What follows are records. Restate all of them word for word.

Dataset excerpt
..........
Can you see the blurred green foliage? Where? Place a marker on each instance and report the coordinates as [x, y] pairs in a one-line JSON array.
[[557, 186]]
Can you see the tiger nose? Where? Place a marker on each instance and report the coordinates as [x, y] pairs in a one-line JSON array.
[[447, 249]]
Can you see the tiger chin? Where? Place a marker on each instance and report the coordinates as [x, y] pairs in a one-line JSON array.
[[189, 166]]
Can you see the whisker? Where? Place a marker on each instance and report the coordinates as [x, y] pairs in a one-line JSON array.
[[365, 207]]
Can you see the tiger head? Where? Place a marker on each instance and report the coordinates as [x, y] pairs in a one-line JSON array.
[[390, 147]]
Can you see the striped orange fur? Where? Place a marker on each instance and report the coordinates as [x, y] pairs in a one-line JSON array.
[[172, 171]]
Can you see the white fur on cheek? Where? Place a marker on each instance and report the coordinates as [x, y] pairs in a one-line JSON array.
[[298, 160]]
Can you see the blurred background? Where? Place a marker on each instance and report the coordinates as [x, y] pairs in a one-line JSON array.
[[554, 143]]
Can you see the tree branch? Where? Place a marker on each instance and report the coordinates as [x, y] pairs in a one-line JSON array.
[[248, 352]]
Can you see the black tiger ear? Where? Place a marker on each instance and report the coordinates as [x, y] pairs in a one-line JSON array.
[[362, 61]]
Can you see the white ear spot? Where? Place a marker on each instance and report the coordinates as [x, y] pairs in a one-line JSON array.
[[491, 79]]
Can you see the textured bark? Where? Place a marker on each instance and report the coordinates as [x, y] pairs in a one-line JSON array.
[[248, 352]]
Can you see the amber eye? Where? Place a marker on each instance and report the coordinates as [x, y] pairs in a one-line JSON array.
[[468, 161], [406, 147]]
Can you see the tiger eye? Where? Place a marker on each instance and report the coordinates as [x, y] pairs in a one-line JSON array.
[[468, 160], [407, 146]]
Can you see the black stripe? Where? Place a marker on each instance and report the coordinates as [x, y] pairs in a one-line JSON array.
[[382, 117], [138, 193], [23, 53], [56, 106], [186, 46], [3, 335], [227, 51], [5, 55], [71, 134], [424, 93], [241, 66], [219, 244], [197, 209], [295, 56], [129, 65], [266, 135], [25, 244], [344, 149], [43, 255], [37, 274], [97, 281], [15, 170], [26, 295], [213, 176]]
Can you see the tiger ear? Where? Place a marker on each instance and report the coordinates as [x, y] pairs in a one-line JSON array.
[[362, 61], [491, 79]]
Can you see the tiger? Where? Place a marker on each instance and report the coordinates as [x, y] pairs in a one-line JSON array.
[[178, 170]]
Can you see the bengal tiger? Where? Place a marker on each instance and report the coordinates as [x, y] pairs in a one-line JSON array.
..........
- _Solution for this problem_
Can you see the blurred green foliage? Where? Place a marker on each instance and report the coordinates as [x, y] pairs in a one-line JSON array.
[[557, 186]]
Can you see the tiger nose? Where? Place a marker on each instance and report the coordinates as [x, y] pairs in a one-line JSON array.
[[447, 249]]
Can you see the tiger chin? Where? Place a marker on each instance and report the coordinates as [x, y] pairs in a one-line JSON array.
[[189, 166]]
Can you see the whisker? Where? Place a marker on each instance and report the coordinates as [x, y] pairs in a one-line JSON array.
[[365, 207]]
Can you see the tiger head? Where? Place a marker on each instance and report the coordinates as [x, y] pairs in a one-line JSON array.
[[390, 147]]
Can you see the striped orange fur? Where? Place a marker on each instance and report the coordinates as [x, y] pairs in a one-line JSON array.
[[172, 171]]
Can you see the white fur on cheek? Where? Place a marker on each instance and report the coordinates as [x, y] pairs in a one-line JSON array.
[[298, 160]]
Can you see the blurred background? Where? Place a marker on each instance and report the coordinates as [x, y] pairs in a one-line JSON array.
[[554, 143]]
Can you see the tree branch? Where? Place a marker on each instance and report the coordinates as [x, y] pairs in a one-line JSON array.
[[248, 352]]
Can you see the black tiger ear? Where? Place a marker on each instance and report the coordinates as [x, y] pairs in a one-line JSON array.
[[362, 61]]
Can you see the white ear spot? Where? Place a marker on each instance and report the coordinates as [x, y] pairs in a one-line JSON array.
[[491, 79]]
Can you see the textured bark? Where? Place a marker on each instance and report the coordinates as [x, y] pairs in a one-line JSON array.
[[248, 352]]
Can you see the amber eye? Where? Place a marker on each instance and report the coordinates as [x, y] pairs in a one-line JSON array.
[[468, 161], [406, 147]]
Can you see the tiger eye? Where? Place a marker on each instance and report the coordinates as [x, y] pairs in a one-line JSON array.
[[468, 160], [407, 146]]
Can you see the black stripe? Where? Place a marker on each instance and report the coordinates as [x, y] pairs in a one-line JSON array.
[[382, 117], [138, 193], [23, 53], [56, 106], [186, 46], [3, 335], [227, 51], [5, 55], [71, 134], [424, 93], [241, 66], [219, 244], [197, 209], [295, 56], [129, 65], [266, 135], [25, 244], [344, 149], [43, 255], [37, 274], [97, 281], [15, 170], [26, 295], [213, 176]]
Can you see the tiger ear? Where? Place a marker on each instance and report the coordinates as [x, y] pairs in a one-line JSON array.
[[362, 61], [491, 79]]
Can you see the tiger? Where? Place a marker on each instance and report the coordinates as [x, y] pairs in a one-line JSON array.
[[178, 170]]
Can you see the bengal tiger? Where? Place a marker on each instance and report the coordinates as [x, y] pairs in a one-line JSON array.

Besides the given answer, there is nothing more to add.